[TASK INSTRUCTIONS] Reproduce verbatim the lines of the rows below, from the line that contains "Would you mind spotting the row of cans" through the line that contains "<point>454,383</point>", inclusive.

* begin TASK INPUTS *

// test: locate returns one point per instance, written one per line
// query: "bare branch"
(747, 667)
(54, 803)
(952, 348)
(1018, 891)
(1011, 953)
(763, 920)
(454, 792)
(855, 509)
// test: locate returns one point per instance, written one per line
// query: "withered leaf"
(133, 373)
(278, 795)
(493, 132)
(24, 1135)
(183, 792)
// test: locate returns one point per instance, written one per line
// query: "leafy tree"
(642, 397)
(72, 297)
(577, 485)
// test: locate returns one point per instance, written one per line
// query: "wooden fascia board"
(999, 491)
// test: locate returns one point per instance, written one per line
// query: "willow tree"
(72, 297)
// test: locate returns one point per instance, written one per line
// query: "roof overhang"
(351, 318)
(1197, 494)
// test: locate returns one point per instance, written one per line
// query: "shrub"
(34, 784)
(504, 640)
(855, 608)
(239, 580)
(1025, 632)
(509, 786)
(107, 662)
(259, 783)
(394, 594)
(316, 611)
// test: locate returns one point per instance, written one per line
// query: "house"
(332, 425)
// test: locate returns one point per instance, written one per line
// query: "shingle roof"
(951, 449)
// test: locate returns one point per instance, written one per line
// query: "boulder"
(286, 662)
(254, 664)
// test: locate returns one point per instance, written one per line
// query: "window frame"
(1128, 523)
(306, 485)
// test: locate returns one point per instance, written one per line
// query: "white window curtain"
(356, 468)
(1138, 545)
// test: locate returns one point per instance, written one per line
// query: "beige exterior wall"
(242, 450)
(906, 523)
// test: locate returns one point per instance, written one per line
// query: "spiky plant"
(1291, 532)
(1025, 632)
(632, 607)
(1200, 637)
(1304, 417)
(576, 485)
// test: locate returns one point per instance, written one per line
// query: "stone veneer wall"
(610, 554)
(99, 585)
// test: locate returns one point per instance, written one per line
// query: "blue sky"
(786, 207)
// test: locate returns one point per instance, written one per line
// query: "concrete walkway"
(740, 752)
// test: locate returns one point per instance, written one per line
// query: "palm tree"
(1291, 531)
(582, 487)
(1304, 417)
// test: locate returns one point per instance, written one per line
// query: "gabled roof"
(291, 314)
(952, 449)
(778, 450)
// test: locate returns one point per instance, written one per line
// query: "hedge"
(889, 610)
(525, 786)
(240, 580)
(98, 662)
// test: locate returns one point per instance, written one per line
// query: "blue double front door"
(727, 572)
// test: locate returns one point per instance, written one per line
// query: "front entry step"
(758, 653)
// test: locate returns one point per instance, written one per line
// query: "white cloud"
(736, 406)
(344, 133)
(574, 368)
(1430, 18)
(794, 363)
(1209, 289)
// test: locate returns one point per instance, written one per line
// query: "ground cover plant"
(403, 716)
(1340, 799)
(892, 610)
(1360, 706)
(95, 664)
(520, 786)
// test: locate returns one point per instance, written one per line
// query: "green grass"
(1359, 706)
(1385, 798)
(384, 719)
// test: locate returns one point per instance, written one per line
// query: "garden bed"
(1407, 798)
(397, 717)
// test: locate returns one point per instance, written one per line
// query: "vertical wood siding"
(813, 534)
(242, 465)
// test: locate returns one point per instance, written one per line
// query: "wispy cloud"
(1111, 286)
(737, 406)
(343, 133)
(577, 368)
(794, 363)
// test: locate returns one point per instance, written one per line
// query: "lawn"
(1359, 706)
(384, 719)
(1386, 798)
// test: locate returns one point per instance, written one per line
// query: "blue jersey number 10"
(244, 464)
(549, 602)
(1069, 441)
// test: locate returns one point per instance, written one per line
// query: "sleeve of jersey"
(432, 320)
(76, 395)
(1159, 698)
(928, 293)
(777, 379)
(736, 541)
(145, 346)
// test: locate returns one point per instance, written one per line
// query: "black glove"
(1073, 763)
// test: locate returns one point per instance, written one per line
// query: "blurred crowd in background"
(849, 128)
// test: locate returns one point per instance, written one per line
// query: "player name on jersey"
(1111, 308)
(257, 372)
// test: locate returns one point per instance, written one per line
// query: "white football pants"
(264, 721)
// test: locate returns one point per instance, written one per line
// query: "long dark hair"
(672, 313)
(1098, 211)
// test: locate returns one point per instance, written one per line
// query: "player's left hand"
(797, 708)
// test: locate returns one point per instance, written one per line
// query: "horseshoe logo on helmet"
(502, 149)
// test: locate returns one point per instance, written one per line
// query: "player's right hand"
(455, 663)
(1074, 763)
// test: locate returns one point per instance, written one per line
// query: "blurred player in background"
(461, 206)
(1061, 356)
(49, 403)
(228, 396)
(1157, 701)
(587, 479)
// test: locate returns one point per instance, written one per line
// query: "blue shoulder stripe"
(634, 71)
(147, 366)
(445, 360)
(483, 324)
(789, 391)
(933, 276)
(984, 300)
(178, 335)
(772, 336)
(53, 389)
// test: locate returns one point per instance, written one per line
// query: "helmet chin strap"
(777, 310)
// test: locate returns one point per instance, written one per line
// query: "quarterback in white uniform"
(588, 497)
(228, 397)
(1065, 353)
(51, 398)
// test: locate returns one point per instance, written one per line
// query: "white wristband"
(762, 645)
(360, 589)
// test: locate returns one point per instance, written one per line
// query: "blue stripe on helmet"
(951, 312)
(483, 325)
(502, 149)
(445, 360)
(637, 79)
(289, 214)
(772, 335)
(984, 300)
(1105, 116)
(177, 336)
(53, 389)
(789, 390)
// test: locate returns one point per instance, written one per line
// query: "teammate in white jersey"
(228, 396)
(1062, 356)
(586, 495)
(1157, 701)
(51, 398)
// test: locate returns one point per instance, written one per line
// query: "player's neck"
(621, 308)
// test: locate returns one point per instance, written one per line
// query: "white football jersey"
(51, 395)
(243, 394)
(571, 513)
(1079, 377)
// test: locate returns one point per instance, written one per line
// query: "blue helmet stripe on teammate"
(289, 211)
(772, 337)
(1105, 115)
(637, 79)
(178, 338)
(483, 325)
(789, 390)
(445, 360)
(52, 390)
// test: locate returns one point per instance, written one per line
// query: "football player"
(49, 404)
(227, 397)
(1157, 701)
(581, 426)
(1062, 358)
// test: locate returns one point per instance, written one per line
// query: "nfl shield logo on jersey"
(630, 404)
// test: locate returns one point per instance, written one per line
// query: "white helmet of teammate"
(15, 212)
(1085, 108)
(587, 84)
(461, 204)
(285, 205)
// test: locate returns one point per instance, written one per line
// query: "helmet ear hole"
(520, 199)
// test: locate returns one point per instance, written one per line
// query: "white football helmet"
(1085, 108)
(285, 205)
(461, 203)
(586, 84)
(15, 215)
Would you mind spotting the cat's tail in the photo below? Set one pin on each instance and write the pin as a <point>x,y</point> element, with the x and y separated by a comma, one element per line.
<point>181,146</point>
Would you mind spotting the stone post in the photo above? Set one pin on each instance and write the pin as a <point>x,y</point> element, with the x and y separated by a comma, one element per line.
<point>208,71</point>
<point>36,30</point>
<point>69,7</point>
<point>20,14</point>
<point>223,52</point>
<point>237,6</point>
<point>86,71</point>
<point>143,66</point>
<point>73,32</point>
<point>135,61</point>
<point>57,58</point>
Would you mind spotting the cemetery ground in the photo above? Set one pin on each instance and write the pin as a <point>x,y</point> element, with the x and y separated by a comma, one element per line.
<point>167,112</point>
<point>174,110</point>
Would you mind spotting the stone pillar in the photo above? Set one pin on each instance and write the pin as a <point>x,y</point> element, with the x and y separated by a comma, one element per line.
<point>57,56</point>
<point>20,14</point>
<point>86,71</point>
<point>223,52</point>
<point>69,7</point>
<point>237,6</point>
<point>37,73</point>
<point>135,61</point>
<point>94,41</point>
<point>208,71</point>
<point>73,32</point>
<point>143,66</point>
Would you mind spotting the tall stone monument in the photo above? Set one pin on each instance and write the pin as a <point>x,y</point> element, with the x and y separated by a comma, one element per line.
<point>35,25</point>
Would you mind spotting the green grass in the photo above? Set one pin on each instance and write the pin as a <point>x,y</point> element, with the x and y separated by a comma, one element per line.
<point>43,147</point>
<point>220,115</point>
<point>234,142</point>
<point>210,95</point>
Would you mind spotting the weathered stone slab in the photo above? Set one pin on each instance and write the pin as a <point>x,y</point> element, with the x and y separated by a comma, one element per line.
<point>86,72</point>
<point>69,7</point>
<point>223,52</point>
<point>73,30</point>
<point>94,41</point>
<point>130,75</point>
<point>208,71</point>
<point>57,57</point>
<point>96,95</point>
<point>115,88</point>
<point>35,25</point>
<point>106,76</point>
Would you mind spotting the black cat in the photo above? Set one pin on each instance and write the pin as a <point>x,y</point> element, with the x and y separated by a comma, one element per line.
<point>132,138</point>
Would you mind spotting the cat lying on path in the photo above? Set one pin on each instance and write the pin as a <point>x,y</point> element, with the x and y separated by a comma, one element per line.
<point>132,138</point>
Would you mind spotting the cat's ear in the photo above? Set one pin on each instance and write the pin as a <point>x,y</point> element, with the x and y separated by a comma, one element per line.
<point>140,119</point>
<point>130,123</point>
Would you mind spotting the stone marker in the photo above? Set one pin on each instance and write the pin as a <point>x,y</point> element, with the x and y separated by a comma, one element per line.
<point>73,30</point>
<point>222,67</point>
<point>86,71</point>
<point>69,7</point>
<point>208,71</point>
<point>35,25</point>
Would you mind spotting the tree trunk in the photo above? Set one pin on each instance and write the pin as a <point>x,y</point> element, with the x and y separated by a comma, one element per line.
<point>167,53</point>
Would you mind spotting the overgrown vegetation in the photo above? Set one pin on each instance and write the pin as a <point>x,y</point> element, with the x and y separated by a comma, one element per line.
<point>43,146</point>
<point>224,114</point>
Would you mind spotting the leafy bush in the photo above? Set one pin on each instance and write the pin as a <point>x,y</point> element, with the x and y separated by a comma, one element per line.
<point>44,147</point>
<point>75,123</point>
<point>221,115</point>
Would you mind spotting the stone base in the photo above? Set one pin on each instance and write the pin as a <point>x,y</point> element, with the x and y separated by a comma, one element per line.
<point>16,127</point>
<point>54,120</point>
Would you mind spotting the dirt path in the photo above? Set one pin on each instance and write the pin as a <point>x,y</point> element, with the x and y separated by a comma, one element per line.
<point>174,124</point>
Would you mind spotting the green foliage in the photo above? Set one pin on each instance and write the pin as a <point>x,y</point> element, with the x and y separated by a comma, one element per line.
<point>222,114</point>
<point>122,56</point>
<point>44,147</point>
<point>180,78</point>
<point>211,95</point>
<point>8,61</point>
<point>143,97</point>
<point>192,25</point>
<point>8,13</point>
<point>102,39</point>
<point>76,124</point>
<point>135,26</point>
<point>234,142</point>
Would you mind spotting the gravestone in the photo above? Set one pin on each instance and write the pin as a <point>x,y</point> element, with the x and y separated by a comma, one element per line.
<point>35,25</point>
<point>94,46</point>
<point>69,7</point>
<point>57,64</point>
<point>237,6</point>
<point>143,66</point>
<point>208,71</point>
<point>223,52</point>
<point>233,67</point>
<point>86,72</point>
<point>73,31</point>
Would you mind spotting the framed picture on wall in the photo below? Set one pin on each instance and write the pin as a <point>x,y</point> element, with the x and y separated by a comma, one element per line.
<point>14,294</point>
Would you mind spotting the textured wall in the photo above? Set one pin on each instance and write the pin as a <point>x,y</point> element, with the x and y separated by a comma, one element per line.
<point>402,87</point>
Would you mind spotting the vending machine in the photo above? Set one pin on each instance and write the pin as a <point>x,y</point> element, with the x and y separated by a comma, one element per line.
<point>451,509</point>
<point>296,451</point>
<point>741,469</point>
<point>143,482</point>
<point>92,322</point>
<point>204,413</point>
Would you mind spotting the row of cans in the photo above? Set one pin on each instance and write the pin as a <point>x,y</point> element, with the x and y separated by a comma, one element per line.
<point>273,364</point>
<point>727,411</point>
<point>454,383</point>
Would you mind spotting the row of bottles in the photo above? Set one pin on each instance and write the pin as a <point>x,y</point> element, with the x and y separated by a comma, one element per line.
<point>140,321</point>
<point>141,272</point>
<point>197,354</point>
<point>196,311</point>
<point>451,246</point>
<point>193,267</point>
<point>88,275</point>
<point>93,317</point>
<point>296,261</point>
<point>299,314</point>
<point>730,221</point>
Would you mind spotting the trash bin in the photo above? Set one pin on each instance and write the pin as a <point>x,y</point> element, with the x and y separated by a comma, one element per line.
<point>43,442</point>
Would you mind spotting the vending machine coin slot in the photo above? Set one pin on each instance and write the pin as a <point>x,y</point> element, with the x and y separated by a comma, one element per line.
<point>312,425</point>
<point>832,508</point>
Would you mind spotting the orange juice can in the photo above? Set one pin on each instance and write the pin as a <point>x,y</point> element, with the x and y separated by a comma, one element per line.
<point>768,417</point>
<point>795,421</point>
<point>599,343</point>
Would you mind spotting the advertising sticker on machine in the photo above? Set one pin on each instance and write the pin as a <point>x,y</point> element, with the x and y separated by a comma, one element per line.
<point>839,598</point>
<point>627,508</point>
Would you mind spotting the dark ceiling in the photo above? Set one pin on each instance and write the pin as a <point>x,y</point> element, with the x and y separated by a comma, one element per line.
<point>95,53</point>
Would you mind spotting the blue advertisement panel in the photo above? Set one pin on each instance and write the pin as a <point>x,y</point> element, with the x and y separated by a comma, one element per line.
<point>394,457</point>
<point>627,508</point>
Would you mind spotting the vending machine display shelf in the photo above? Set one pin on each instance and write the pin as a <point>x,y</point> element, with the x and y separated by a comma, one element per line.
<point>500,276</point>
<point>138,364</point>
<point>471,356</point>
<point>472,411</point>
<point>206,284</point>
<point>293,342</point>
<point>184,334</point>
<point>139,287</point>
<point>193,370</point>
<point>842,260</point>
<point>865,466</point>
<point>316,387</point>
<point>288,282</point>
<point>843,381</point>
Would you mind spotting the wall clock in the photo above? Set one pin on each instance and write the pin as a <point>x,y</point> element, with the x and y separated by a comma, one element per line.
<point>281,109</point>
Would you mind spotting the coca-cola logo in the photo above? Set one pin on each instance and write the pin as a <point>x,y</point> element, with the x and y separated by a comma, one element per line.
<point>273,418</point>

* end TASK INPUTS *

[EXERCISE RESPONSE]
Would you mind spotting the row of cans in the photo above? Set one pin on each instance and write the pin as a <point>x,y</point> element, with the x and y separated by a comma, one element per line.
<point>273,364</point>
<point>727,411</point>
<point>454,383</point>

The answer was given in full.